[[ Task inputs, beginning ]]
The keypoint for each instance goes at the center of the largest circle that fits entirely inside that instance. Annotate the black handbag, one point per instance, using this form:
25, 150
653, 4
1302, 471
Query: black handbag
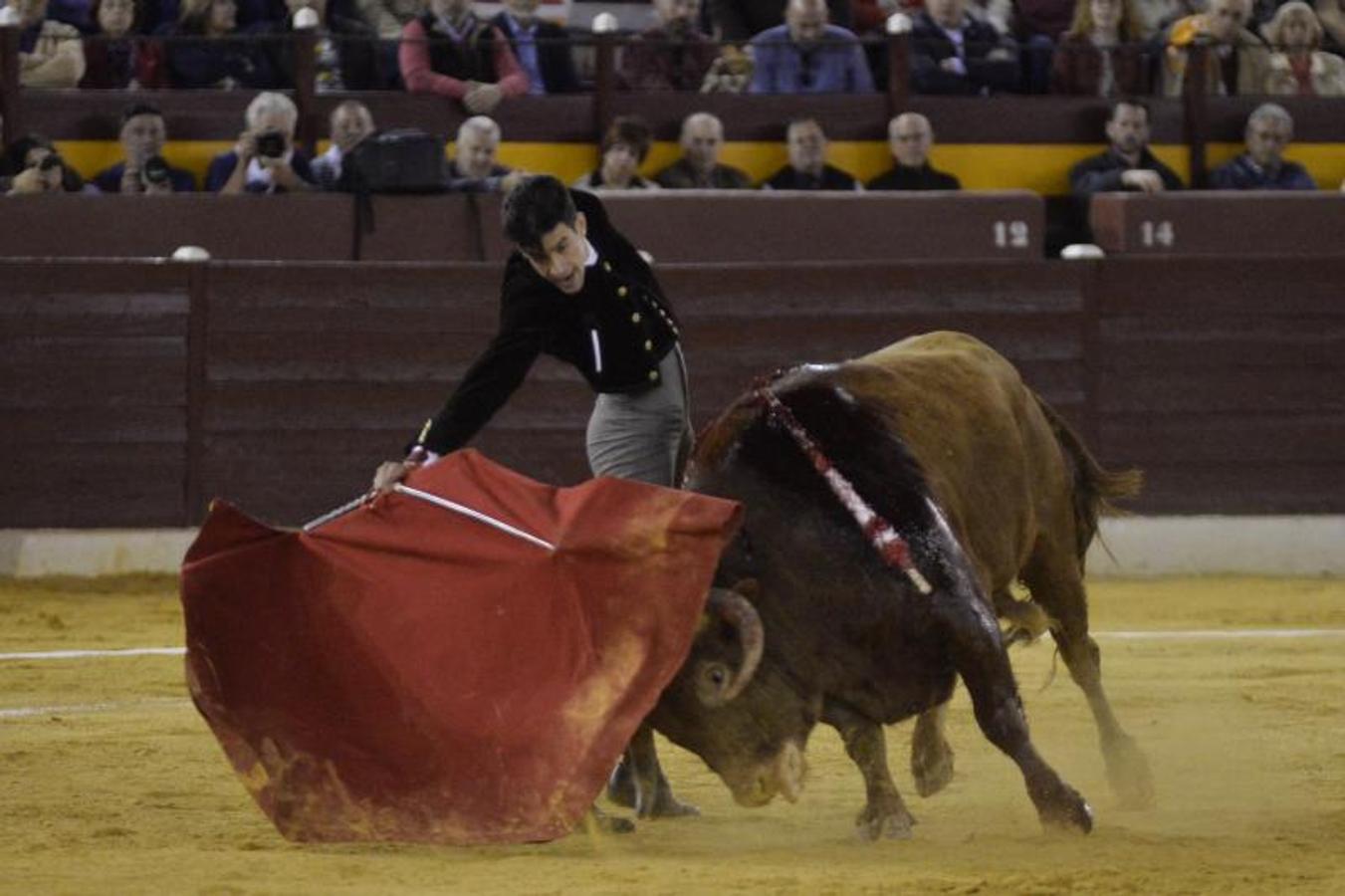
398, 160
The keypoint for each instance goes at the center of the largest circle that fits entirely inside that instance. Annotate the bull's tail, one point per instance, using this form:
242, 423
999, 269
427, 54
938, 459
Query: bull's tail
1095, 487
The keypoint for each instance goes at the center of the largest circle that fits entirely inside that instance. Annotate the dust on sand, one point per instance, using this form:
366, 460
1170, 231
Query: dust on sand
118, 785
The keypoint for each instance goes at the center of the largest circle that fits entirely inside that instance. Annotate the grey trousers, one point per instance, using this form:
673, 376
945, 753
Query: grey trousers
644, 436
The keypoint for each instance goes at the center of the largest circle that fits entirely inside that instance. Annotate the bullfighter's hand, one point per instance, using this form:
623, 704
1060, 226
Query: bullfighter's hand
37, 180
389, 474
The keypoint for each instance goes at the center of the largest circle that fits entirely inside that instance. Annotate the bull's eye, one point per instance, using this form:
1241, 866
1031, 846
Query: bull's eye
713, 682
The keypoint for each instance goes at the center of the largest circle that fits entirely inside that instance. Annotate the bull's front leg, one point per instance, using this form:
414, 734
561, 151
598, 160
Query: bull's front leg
639, 781
885, 812
981, 659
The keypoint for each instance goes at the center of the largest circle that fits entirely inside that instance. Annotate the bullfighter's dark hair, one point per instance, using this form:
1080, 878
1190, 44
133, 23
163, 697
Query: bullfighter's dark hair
1129, 102
535, 207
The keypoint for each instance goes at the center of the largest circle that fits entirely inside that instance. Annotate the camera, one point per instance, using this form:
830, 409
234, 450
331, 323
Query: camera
153, 171
271, 144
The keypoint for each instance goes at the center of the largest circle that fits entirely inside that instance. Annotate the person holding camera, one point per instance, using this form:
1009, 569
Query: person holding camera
37, 167
264, 159
142, 168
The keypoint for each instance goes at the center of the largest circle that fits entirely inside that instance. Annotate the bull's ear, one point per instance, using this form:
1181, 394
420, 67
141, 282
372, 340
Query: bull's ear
750, 588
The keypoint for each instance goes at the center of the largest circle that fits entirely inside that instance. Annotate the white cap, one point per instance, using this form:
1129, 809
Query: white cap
899, 23
1081, 251
190, 253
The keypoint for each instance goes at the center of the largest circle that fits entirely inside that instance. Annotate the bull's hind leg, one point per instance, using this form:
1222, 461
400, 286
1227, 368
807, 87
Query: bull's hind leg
1056, 582
884, 812
931, 757
981, 659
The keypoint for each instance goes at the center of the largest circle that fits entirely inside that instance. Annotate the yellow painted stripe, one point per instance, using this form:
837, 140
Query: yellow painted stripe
1039, 167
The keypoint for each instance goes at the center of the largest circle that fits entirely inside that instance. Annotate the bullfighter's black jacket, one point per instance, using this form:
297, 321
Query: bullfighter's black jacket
615, 332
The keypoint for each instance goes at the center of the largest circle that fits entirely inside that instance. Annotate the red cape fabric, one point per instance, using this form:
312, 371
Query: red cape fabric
408, 673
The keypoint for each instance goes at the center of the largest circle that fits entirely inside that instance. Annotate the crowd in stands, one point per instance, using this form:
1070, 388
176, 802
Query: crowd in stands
1085, 47
265, 159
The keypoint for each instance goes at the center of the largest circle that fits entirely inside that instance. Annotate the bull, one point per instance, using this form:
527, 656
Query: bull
984, 485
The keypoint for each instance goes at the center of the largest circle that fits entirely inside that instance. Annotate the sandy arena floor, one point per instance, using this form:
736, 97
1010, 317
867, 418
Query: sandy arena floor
111, 784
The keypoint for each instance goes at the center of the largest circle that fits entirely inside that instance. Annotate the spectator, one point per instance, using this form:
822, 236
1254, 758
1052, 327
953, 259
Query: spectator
1263, 165
807, 56
347, 126
452, 53
344, 49
389, 16
142, 167
1332, 15
671, 56
1037, 26
264, 159
740, 20
1127, 164
50, 53
38, 167
624, 146
953, 53
202, 57
541, 47
475, 167
1158, 15
700, 167
1234, 57
1102, 56
115, 57
808, 168
911, 137
1297, 66
159, 15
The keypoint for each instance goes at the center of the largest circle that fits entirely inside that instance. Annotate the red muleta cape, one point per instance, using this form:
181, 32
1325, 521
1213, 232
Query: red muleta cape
408, 673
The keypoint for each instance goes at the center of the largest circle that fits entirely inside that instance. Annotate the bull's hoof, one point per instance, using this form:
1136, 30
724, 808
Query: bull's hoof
888, 822
1061, 807
600, 822
665, 804
931, 766
1127, 772
620, 785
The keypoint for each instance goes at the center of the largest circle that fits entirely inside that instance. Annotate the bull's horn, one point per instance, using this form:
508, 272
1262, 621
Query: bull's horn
739, 612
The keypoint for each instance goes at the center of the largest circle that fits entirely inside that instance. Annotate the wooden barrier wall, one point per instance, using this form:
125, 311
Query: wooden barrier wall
677, 226
133, 391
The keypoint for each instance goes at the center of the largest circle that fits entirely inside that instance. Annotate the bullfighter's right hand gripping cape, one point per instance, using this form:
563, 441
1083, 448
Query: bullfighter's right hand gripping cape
409, 673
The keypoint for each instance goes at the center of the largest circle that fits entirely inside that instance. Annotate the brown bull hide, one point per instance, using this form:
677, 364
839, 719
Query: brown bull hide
988, 485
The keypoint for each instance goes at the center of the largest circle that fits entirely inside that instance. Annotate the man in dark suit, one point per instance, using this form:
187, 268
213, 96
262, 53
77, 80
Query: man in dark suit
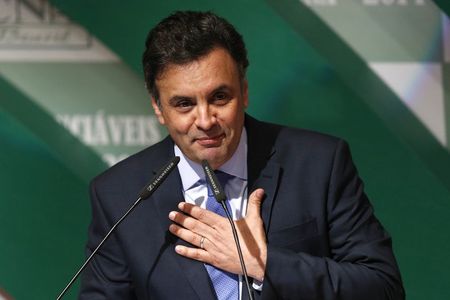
306, 227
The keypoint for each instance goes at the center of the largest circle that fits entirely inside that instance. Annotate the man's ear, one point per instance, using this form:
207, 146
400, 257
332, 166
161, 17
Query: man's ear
245, 92
157, 111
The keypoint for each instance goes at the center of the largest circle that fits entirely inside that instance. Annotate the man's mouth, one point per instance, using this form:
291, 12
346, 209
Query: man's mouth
210, 141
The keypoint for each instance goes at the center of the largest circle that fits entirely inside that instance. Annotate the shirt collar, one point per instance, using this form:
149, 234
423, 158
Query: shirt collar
191, 172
[[ Task inputs, end ]]
Your objective:
Output an exact copy of the lines from the one holding "man's ear, one" to the last line of the data, inclusive, and nothing beyond that range.

The answer:
The keypoint for each instance goes at the center of the largest circle that fits entirely inside that instance. Annotate the man's ear, one point per instance, using this form:
207, 146
400, 257
332, 166
161, 17
Query: man's ear
245, 92
157, 111
The keypoint for each instance goes at the center of the largest circle that fits entirely inside that instance. Annotate the man's mouth, one point per instance, using this form:
291, 12
346, 209
Query: man's mouth
210, 141
The keypoint for each instance goes at the center of the largest circle that fits entirely inside that instance. Annotate the shirt collar, one point per instance, using this form:
149, 234
423, 158
Query: shirt collar
191, 172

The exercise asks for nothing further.